Records of labeled boxes
- - -
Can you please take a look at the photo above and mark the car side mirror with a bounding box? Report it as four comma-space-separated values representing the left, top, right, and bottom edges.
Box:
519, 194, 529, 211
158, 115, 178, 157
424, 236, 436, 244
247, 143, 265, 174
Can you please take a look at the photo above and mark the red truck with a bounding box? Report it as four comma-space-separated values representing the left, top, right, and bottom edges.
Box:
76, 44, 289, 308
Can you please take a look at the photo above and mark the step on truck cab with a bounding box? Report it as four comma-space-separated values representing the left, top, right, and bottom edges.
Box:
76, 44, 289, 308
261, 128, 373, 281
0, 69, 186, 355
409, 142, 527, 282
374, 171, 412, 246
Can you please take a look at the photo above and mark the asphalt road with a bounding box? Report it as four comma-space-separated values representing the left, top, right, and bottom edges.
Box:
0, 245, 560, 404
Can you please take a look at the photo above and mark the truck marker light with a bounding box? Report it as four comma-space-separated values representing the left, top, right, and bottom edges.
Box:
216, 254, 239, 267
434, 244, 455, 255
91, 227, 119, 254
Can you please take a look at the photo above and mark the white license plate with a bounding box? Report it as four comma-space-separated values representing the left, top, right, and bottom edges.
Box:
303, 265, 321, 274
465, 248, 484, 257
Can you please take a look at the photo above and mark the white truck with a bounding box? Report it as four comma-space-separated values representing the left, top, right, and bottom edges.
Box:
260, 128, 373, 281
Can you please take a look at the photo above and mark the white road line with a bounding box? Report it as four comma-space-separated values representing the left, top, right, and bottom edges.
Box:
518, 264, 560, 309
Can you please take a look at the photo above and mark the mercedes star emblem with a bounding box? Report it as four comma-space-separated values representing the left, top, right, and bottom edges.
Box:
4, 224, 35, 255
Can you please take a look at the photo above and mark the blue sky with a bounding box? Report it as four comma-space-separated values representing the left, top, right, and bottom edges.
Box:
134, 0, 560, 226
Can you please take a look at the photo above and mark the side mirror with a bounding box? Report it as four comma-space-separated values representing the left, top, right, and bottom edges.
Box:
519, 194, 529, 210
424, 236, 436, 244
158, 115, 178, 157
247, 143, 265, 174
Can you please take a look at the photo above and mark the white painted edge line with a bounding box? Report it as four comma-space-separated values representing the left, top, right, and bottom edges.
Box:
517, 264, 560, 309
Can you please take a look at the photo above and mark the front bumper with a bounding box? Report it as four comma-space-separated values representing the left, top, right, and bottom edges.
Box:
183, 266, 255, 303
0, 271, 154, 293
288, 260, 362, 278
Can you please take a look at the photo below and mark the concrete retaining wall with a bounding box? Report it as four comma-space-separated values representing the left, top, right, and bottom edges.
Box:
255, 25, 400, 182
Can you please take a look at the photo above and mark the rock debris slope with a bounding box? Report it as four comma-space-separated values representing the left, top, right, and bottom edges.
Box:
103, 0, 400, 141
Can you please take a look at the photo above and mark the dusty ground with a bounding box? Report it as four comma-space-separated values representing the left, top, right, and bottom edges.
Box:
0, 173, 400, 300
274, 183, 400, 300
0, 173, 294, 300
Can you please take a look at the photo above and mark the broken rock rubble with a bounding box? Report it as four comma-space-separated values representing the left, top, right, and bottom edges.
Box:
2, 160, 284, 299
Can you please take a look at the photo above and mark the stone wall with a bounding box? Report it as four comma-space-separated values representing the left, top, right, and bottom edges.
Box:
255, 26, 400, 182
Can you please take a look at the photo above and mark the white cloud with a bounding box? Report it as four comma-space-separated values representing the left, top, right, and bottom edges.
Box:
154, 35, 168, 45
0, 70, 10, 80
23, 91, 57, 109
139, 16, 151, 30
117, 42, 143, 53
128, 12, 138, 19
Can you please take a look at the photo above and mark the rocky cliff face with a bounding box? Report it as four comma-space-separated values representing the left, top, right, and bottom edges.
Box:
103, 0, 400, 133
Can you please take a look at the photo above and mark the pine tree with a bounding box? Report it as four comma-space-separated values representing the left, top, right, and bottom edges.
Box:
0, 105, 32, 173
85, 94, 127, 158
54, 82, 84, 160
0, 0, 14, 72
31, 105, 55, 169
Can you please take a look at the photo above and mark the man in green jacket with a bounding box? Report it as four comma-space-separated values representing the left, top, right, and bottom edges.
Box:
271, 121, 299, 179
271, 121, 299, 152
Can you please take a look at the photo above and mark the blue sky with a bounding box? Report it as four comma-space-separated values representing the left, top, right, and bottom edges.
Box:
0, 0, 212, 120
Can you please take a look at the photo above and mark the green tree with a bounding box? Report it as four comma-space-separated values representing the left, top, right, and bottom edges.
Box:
- - -
__Given instruction__
Reproduce all of the lines above without changing anything.

__Task result__
Can you please take a look at the photo above and mark the car side mirror with a bounding box? Report it as four comma-space-separated values representing the left, top, right, and bottom edges.
Box:
519, 194, 529, 211
158, 115, 178, 157
424, 236, 436, 244
247, 143, 265, 174
Can you please take a look at the photo above and mark the red truck with a bounding box? Report it as four comma-space-separated values representing the left, top, right, and bottom edges.
Box:
76, 44, 289, 308
Can you please take a look at the photo above and mark the step on truck cab with a bounding box? Report it as four comma-space-separated values representing the left, top, right, and bottom edges.
Box:
76, 44, 289, 308
261, 128, 373, 281
0, 69, 186, 355
409, 142, 527, 282
374, 171, 412, 246
Can you please take a look at the photo above and mark the asphalt road with a bounding box? Report it as four comma-space-separated values representing the left, top, right, and bottom edges.
Box:
0, 245, 560, 404
Can you please take a look at the photo above and mark the truck marker light with a bounding box? Report it as four comma-space-separated values representing the left, top, right, and bottom edges.
Box:
216, 254, 239, 267
434, 244, 455, 255
91, 227, 119, 254
Can you please take a look at the photo above and mark the white license plate with a bounding box? Report it as four comma-space-separated values representing the left, top, right, and bottom edges.
Box:
303, 265, 321, 274
465, 248, 484, 257
Can you please take a look at the photo above and mark the white truck with a bounding box? Report it as four comma-space-separated values representing the left, top, right, and bottom edges.
Box:
260, 128, 373, 281
Can you please take a look at the photo above and mark the white road line with a bounding box? Report it as four comma-space-separated values representing the left, top, right, and bottom edges.
Box:
518, 264, 560, 309
Can you please take a look at the photo above and mark the mercedes star emblem with a bounding box? Report it as four comma-space-separated values representing the left, top, right, and bottom edges.
Box:
4, 224, 35, 255
Can you please take a look at the photo above and mark the blue sky with a bounding box? Report it as four comma-space-separated values representing the left, top, right, and bottom edges.
Box:
134, 0, 560, 226
Can you please take a look at the photo above and mark the side mirror with a bounding box? Report it as four comma-space-separated values representing the left, top, right, and bottom edges.
Box:
519, 194, 529, 210
424, 236, 436, 244
158, 115, 178, 157
247, 143, 265, 174
Can you please take a look at the photo above and mark the white painted edge line with a bounding box? Report it as four comma-space-separated values representing the left, top, right, and bottom edges.
Box:
517, 264, 560, 309
Can you please take a look at the photo above and mark the front bumper with a bounding box? Report it as four comma-space-separated values representing the left, top, right, and bottom edges.
Box:
183, 266, 255, 303
0, 271, 154, 293
288, 260, 362, 278
Can you please take a look at the photo below and mark the concrete retaining wall with a bounding box? Report it as four comma-space-separated values representing the left, top, right, and bottom edges.
Box:
255, 25, 400, 182
Can you please take a look at the photo above and mark the rock debris slope with a bounding box? Report it as four comma-space-separated values representing the left, top, right, and bottom edges.
Box:
103, 0, 400, 141
Can you please take a look at the photo above and mark the dusty ground with a bounding box? Report it as four comma-space-separated values representing the left, top, right, and bottom edges.
Box:
0, 173, 400, 300
274, 183, 400, 300
0, 173, 294, 300
Can you please take a look at the photo above and mark the broken rock rubble with a bounding box? Report it as four comma-space-separated values representing the left, top, right, and bottom edges.
Box:
2, 160, 284, 299
Can you please take a look at the photo above and mark the stone wall with a bounding box? Report it as four comma-space-separated values representing the left, top, right, and bottom edges.
Box:
255, 26, 400, 182
Can you please take a look at the photo above and mark the white cloud with a bounding box? Report it as four comma-space-separated values representing the left, top, right, and bottom edges.
Box:
154, 35, 168, 45
0, 70, 10, 80
23, 91, 57, 109
139, 16, 151, 30
117, 42, 143, 53
128, 12, 138, 19
Can you please take a look at the photo above and mark the rocky cliff face with a bounding box? Report it as four comma-space-separated values representing the left, top, right, and bottom edges.
Box:
103, 0, 400, 133
Can you please take a look at the photo above and mark the pine tree with a bounding box? Report it as four comma-space-separated values representing the left, top, right, and bottom edges.
Box:
0, 105, 32, 173
85, 94, 127, 158
54, 82, 84, 160
0, 0, 14, 72
31, 105, 55, 169
Can you please take a look at the photo above and mark the man in green jacket with a bounding box? Report it as four comma-space-separated values representing the left, top, right, and bottom edges.
Box:
271, 121, 299, 179
271, 121, 299, 152
Can you please take a look at the photo above and mark the blue sky with a bounding box? Report it as four comma-space-separated values representing the left, top, right, and bottom edges.
Box:
0, 0, 212, 120
Can you please take a look at the photo above and mark the green tree with a bounding box? Report it as four comma-space-separated values representing the left, top, right, and bottom edges.
Box:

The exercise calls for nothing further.